» **PROMPT**
Please copy every one of the following records word for word.

» **Excerpts from a segmentation dataset**
######

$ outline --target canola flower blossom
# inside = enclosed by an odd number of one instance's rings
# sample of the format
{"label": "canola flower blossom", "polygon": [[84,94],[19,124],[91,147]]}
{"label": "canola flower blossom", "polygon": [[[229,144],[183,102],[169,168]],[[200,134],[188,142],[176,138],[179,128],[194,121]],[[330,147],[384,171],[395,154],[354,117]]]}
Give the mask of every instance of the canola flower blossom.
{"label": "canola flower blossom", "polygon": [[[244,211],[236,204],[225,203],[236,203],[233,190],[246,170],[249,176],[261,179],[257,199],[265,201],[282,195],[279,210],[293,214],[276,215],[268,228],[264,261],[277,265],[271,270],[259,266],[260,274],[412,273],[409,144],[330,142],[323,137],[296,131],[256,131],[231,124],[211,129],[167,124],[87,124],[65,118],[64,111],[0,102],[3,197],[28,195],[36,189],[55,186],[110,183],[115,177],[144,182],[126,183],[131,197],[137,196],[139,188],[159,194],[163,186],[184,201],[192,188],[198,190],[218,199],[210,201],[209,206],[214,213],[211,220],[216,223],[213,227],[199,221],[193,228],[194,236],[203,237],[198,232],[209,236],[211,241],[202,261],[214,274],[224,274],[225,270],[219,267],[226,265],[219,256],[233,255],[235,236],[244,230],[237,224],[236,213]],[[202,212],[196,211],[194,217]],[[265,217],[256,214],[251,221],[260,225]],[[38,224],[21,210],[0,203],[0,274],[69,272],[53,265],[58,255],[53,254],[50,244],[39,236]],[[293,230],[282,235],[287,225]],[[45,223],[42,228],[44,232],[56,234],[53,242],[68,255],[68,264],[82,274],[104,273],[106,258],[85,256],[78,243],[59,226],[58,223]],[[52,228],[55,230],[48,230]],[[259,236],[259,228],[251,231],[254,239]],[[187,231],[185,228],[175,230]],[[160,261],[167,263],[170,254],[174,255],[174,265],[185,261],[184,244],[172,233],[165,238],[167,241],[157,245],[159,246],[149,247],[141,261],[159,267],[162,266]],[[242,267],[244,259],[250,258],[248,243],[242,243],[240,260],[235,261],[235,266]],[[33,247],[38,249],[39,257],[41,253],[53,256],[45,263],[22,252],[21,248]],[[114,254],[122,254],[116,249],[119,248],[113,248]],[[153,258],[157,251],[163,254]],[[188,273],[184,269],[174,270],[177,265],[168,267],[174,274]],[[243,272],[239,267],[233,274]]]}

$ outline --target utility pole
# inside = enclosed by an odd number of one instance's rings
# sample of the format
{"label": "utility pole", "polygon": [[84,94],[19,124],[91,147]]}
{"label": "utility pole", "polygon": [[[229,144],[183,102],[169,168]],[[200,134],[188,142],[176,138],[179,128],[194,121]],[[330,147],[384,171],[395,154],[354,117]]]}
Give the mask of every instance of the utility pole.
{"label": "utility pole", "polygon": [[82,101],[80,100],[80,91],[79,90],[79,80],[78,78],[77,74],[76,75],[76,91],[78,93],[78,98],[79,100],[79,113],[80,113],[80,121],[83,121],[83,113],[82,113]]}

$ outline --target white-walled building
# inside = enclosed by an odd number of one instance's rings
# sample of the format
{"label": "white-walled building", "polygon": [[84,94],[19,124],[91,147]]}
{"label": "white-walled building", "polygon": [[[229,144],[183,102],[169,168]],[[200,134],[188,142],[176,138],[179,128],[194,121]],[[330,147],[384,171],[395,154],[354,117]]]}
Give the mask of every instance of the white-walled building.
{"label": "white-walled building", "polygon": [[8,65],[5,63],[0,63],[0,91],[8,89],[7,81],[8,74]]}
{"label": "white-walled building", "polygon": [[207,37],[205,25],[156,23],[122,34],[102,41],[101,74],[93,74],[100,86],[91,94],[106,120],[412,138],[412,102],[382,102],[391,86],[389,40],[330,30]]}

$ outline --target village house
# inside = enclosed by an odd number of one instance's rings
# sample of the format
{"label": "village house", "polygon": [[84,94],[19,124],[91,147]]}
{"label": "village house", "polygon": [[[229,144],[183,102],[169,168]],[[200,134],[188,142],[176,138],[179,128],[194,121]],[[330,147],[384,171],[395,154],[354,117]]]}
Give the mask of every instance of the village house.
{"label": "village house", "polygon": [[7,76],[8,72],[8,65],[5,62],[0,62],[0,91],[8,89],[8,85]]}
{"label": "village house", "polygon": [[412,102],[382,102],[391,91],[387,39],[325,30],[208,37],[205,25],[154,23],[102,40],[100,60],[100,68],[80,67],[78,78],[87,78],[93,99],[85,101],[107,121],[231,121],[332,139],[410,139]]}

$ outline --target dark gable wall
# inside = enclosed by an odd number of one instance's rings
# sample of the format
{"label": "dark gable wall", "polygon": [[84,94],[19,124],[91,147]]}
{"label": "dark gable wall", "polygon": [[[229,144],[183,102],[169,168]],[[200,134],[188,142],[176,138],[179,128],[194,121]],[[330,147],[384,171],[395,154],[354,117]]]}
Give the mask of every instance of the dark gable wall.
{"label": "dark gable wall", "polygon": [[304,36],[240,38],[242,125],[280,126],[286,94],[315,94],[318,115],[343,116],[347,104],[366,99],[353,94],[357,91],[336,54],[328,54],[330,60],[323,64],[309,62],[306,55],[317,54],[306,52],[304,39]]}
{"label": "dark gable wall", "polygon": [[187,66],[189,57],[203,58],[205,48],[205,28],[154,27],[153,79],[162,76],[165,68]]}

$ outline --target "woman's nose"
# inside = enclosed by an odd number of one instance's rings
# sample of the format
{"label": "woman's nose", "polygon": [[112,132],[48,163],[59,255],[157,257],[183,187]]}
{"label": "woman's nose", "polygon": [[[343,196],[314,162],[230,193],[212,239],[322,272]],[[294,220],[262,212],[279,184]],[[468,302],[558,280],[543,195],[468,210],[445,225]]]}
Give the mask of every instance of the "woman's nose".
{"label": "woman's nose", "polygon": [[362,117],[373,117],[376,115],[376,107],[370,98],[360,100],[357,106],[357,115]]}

######

» **EXPECTED OUTPUT**
$ outline --target canola flower blossom
# inside = enclosed by an odd number of one instance's rings
# sample of the format
{"label": "canola flower blossom", "polygon": [[84,94],[19,124],[91,147]]}
{"label": "canola flower blossom", "polygon": [[[229,144],[183,102],[169,168]],[[200,134],[188,142],[176,138],[179,128],[194,121]],[[330,147],[384,171],[395,154],[354,117]]]}
Give the mask of every instance of the canola flower blossom.
{"label": "canola flower blossom", "polygon": [[[244,211],[236,204],[225,203],[236,203],[233,190],[246,170],[249,176],[261,179],[257,199],[265,201],[282,195],[279,210],[293,214],[276,215],[268,228],[264,261],[277,265],[271,270],[259,266],[260,274],[412,273],[409,144],[330,142],[323,137],[296,131],[256,131],[231,124],[211,129],[167,124],[87,124],[65,118],[64,111],[0,102],[3,197],[28,195],[36,189],[55,186],[110,183],[115,177],[144,182],[126,183],[131,197],[137,196],[139,188],[159,194],[163,186],[184,201],[192,188],[198,190],[218,199],[210,201],[209,206],[214,213],[211,220],[216,223],[213,227],[199,221],[193,228],[194,236],[203,237],[198,232],[209,236],[211,241],[202,261],[214,274],[224,274],[225,270],[219,267],[226,265],[219,256],[233,255],[235,236],[244,230],[237,224],[236,213]],[[202,212],[196,211],[194,217]],[[265,217],[256,214],[251,221],[260,225]],[[38,224],[21,210],[0,203],[0,274],[69,272],[53,265],[58,255],[53,254],[50,244],[39,236]],[[293,230],[282,235],[287,225]],[[45,223],[42,228],[44,232],[56,234],[53,242],[68,255],[68,264],[82,274],[104,273],[106,258],[85,256],[78,243],[59,226],[58,223]],[[52,228],[55,230],[48,230]],[[259,236],[259,228],[251,231],[254,239]],[[187,231],[185,228],[175,230]],[[160,261],[167,263],[170,254],[174,255],[174,265],[185,261],[184,244],[172,233],[165,238],[167,241],[157,245],[159,246],[149,247],[141,261],[159,267],[162,266]],[[242,267],[244,259],[250,258],[248,243],[242,243],[240,260],[235,261],[235,266]],[[33,247],[38,249],[39,257],[41,253],[53,256],[45,263],[22,252],[21,248]],[[114,254],[122,254],[116,249],[119,248],[113,248]],[[153,258],[157,251],[163,254]],[[188,273],[184,269],[174,270],[177,265],[168,267],[174,274]],[[243,272],[239,267],[233,274]]]}

$ outline --target utility pole
# inside = enclosed by an odd number of one instance's rings
# sample of the format
{"label": "utility pole", "polygon": [[84,94],[19,124],[91,147]]}
{"label": "utility pole", "polygon": [[[229,144],[183,102],[169,168]],[[200,134],[188,142],[176,138],[179,128],[194,121]],[[330,147],[384,171],[395,154],[354,117]]]}
Give the mask of every instance of the utility pole.
{"label": "utility pole", "polygon": [[82,101],[80,100],[80,91],[79,90],[79,80],[78,78],[77,74],[76,75],[76,91],[78,93],[78,98],[79,100],[79,113],[80,113],[80,121],[83,121],[83,113],[82,113]]}

$ outline --target white-walled building
# inside = enclosed by an odd number of one instance's rings
# sample of the format
{"label": "white-walled building", "polygon": [[84,94],[19,124],[91,147]]}
{"label": "white-walled building", "polygon": [[[229,144],[183,102],[169,168]],[[200,134],[188,142],[176,138],[179,128],[194,121]],[[330,147],[384,171],[395,154],[354,117]]]}
Give the mask of every instance of the white-walled building.
{"label": "white-walled building", "polygon": [[8,65],[5,63],[0,63],[0,91],[8,89],[7,81],[8,74]]}
{"label": "white-walled building", "polygon": [[207,37],[205,25],[156,23],[122,34],[102,41],[101,74],[93,74],[100,86],[91,94],[106,120],[412,138],[412,102],[382,102],[391,86],[389,40],[330,30]]}

$ outline --target village house
# inside = enclosed by an odd number of one instance's rings
# sample of the format
{"label": "village house", "polygon": [[84,94],[19,124],[91,147]]}
{"label": "village house", "polygon": [[[229,144],[183,102],[169,168]],[[200,134],[188,142],[176,138],[179,128],[194,121]],[[330,147],[384,171],[395,154],[354,117]]]}
Give the mask of every instance of the village house.
{"label": "village house", "polygon": [[7,76],[8,72],[8,65],[5,62],[0,62],[0,91],[8,89],[8,85]]}
{"label": "village house", "polygon": [[412,102],[382,102],[391,91],[387,39],[325,30],[208,37],[205,25],[154,23],[102,40],[100,60],[100,68],[80,67],[78,78],[87,78],[93,99],[85,101],[107,121],[231,121],[332,139],[410,139]]}

$ outline --target dark gable wall
# inside = enclosed by an odd number of one instance's rings
# sample of the format
{"label": "dark gable wall", "polygon": [[84,94],[19,124],[91,147]]}
{"label": "dark gable wall", "polygon": [[[229,144],[183,102],[169,168]],[[200,134],[188,142],[176,138],[179,128],[194,121]],[[330,147],[384,171],[395,154],[354,117]]]}
Give the mask of every instance of the dark gable wall.
{"label": "dark gable wall", "polygon": [[304,36],[240,38],[242,125],[280,126],[286,94],[315,94],[318,115],[343,116],[347,104],[366,99],[353,94],[357,91],[336,54],[328,54],[330,60],[323,64],[309,62],[306,55],[317,54],[306,52],[304,39]]}
{"label": "dark gable wall", "polygon": [[187,66],[189,57],[203,58],[205,48],[205,28],[154,27],[153,79],[162,76],[165,68]]}

$ outline --target "woman's nose"
# inside = enclosed by an odd number of one instance's rings
# sample of the format
{"label": "woman's nose", "polygon": [[112,132],[48,163],[59,255],[157,257],[183,187]]}
{"label": "woman's nose", "polygon": [[[343,196],[314,162],[230,193],[212,239],[322,272]],[[294,220],[262,212],[279,184]],[[468,302],[558,280],[543,195],[468,210],[445,225]]]}
Give the mask of every instance of the "woman's nose".
{"label": "woman's nose", "polygon": [[362,117],[373,117],[376,115],[376,107],[370,98],[360,100],[357,106],[357,115]]}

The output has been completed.